• [Task brief]:
In the copy, include every entry exactly but none of the pictures.

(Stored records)
---------------

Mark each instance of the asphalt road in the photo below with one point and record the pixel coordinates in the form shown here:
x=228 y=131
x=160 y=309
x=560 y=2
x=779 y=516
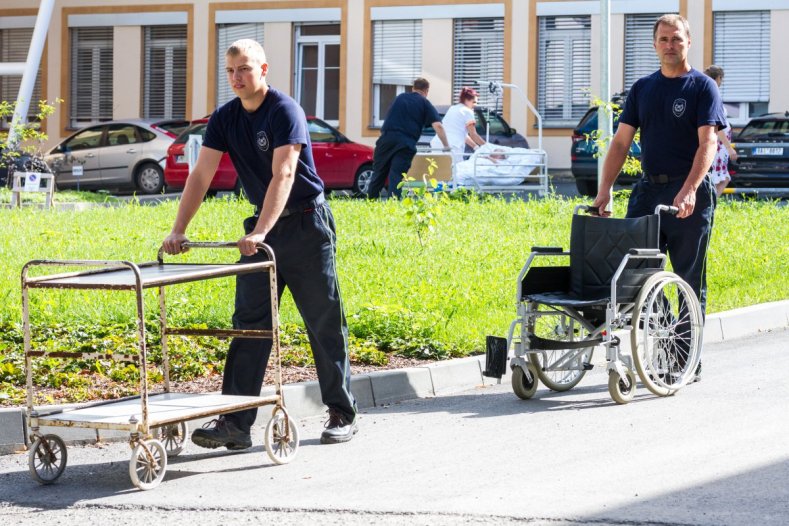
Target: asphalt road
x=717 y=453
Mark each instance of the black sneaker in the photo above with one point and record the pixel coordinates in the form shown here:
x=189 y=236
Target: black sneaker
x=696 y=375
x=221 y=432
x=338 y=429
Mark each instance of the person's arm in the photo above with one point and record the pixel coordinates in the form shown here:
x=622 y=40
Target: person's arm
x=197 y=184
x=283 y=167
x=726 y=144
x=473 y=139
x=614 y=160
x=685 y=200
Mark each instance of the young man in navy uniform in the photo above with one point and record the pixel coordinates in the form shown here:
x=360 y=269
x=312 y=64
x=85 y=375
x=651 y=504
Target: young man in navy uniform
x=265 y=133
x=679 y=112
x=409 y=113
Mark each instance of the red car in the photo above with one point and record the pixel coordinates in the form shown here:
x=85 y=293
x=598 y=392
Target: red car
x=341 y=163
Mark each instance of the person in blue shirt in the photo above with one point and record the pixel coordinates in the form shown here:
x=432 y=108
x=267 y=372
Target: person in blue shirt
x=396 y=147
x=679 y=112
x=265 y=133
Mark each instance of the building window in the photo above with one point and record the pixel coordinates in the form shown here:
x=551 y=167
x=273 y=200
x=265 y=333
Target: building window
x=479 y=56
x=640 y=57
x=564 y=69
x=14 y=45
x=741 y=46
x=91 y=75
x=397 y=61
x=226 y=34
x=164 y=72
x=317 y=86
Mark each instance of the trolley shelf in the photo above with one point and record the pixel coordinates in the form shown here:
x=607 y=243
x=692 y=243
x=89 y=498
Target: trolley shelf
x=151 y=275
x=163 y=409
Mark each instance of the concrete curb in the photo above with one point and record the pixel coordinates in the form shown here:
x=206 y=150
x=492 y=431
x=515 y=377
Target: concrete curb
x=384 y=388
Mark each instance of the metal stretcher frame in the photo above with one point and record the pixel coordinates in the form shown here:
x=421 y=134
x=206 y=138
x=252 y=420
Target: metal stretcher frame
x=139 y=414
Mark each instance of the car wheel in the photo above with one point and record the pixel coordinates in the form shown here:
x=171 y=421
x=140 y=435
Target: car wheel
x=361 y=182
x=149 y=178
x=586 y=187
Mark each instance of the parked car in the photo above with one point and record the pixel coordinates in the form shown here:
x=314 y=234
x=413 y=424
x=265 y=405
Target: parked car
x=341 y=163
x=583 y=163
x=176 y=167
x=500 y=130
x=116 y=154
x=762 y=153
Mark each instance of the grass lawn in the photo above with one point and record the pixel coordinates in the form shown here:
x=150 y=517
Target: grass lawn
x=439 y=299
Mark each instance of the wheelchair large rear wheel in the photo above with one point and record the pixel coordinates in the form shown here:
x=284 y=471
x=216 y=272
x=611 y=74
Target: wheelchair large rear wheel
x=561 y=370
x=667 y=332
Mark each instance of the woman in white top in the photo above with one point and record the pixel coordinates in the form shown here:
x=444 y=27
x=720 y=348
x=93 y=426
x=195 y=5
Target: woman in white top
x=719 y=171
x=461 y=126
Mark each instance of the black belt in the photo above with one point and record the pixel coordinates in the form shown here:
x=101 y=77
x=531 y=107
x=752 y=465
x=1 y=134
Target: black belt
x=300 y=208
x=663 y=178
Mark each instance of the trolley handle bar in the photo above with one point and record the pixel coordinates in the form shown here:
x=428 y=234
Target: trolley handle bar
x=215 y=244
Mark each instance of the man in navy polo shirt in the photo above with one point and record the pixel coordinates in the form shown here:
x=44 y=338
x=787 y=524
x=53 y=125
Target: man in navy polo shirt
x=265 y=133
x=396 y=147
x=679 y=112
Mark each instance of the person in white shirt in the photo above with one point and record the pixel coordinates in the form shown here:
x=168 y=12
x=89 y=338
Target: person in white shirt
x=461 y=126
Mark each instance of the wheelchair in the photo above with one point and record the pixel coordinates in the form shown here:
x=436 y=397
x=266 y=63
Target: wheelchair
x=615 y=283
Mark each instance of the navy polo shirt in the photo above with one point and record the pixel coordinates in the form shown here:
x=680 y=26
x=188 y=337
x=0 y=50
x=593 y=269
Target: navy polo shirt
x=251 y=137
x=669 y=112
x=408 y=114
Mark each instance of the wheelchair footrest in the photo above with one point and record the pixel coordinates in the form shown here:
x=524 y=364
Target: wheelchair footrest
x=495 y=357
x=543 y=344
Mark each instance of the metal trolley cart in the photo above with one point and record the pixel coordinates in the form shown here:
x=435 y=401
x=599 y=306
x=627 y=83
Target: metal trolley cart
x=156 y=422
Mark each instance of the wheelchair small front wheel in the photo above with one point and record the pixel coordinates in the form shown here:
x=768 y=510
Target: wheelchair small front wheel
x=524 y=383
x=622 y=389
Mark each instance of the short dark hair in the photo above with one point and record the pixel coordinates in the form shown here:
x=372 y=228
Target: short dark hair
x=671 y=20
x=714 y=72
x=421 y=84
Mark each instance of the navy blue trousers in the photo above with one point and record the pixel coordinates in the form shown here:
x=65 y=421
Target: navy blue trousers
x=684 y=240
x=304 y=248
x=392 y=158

---------------

• [Response]:
Mark each instance of the asphalt road in the photo below with one point and record the pixel coordinates in the form shown here:
x=228 y=131
x=160 y=309
x=560 y=2
x=779 y=516
Target: asphalt road
x=717 y=453
Mark each instance of the black sneaker in the photo above with one point and record the pixel coordinates in the form shown here:
x=189 y=236
Target: black sneaker
x=696 y=375
x=221 y=432
x=338 y=429
Mark each instance of the person's arm in the photo above with one point and record the pixel coordinates in the form shown here:
x=622 y=40
Target: person's arm
x=197 y=184
x=283 y=167
x=726 y=144
x=473 y=139
x=614 y=160
x=685 y=200
Mark each instance of the young man in navy uniform in the photo above with one point and record the pixel coordinates in the form shown here:
x=360 y=269
x=312 y=64
x=85 y=375
x=651 y=504
Target: young man in navy uniform
x=265 y=133
x=679 y=112
x=409 y=113
Mark each instance of the red car in the photo above with one point and record the pixel coordinates in the form shown here:
x=85 y=293
x=598 y=392
Target: red car
x=341 y=163
Mark each instance of the person in blue shirt in the photo above with one point and record the pixel coordinates in the form shown here:
x=432 y=108
x=267 y=372
Target: person in blue shirt
x=396 y=147
x=679 y=112
x=265 y=133
Mark each instance of the building window in the photo above with one point and record the pixel coordinates in the form shown here:
x=551 y=167
x=273 y=200
x=265 y=333
Target: building window
x=479 y=56
x=640 y=57
x=564 y=69
x=14 y=45
x=741 y=46
x=91 y=75
x=397 y=61
x=226 y=34
x=164 y=72
x=317 y=86
Mark each instance of the trolley shelf in the photo above with one point and record the pixel coordinates in the form shown here:
x=607 y=243
x=692 y=243
x=89 y=498
Target: trolley shelf
x=151 y=275
x=163 y=409
Mark each instance of the concrete curb in the photo above with one point and record the pixel coordinates in the form shown here:
x=206 y=150
x=492 y=431
x=515 y=377
Target: concrete curb
x=384 y=388
Mark each instance of the metal stretcher frame in the photo above with one point and record the pixel coordinates in the form shown here:
x=421 y=134
x=206 y=138
x=252 y=420
Target: metal stretcher frame
x=139 y=414
Mark each instance of the car wheel in the photo above with one point and record the pixel coordinates in the form shown here:
x=171 y=421
x=140 y=435
Target: car wheel
x=361 y=182
x=149 y=178
x=586 y=187
Mark each instance of the parked car in the photo above with one point and record the pixel coordinates in the form shown here:
x=314 y=234
x=413 y=424
x=265 y=405
Target: parked car
x=341 y=163
x=583 y=163
x=176 y=167
x=500 y=130
x=116 y=154
x=762 y=153
Mark each instance of the grass lawn in the photo above with one point and record the pixel coordinates in the form shown here:
x=150 y=517
Target: grass lawn
x=439 y=299
Mark each instance of the wheelchair large rear wheel in the photo above with one point and record the pixel coordinates in the form shown here:
x=284 y=471
x=216 y=272
x=611 y=74
Target: wheelchair large rear wheel
x=561 y=370
x=667 y=332
Mark each instance of the woman in white top in the photo above with one point and record the pixel coordinates in the form shown here:
x=444 y=27
x=720 y=348
x=93 y=426
x=195 y=5
Target: woman in white top
x=719 y=171
x=461 y=126
Mark each instance of the black belt in the photo above with one point and record the pixel coordinates in the form shown here:
x=101 y=77
x=531 y=107
x=752 y=465
x=1 y=134
Target: black belt
x=300 y=208
x=663 y=178
Mark each instance of the trolley handle bar in the photo above with one point and record the pixel coordinates in the form shown here:
x=428 y=234
Target: trolley handle bar
x=215 y=244
Mark each instance of the man in navy polo shirt in the photo above with one point and record the pixel coordinates in the form shown here:
x=44 y=338
x=787 y=524
x=53 y=125
Target: man in navy polo shirt
x=265 y=133
x=396 y=147
x=679 y=112
Mark each instance of the person in white shirt in the photo above with one point and record the pixel coordinates in the form shown here:
x=168 y=12
x=89 y=338
Target: person in white shirt
x=461 y=126
Mark each instance of the wheelchair in the photo above with one point and record the pixel coordinates in the form shown here:
x=436 y=397
x=266 y=63
Target: wheelchair
x=615 y=283
Mark each instance of the navy polo shirt in the photo above with one point and record the pixel coordinates in the form shown here:
x=680 y=26
x=188 y=337
x=0 y=50
x=593 y=269
Target: navy polo shirt
x=251 y=137
x=669 y=112
x=408 y=114
Mark each instance of the wheelchair footrest in the photo above with one point and record the pixel coordinates in the form shown here:
x=524 y=364
Target: wheelchair footrest
x=495 y=357
x=543 y=344
Mark each instance of the metal trolley cart in the photo above with one point and record the pixel coordinates in the form shown here:
x=435 y=401
x=599 y=306
x=627 y=83
Target: metal trolley cart
x=156 y=422
Mark each instance of the wheelchair small front wheel in the photo above with one point and record the pixel coordinates in the form shown here:
x=768 y=510
Target: wheelchair small front wheel
x=524 y=383
x=622 y=389
Mark each instance of the short dark hair in the photo above with one point and record the pixel coordinates in the form shown here:
x=372 y=228
Target: short dark hair
x=671 y=20
x=714 y=72
x=421 y=84
Mark each instance of the navy blue trousers in the photo above with one point and record the pixel coordinates in the form shown here:
x=65 y=421
Target: navy blue trousers
x=684 y=240
x=304 y=248
x=392 y=158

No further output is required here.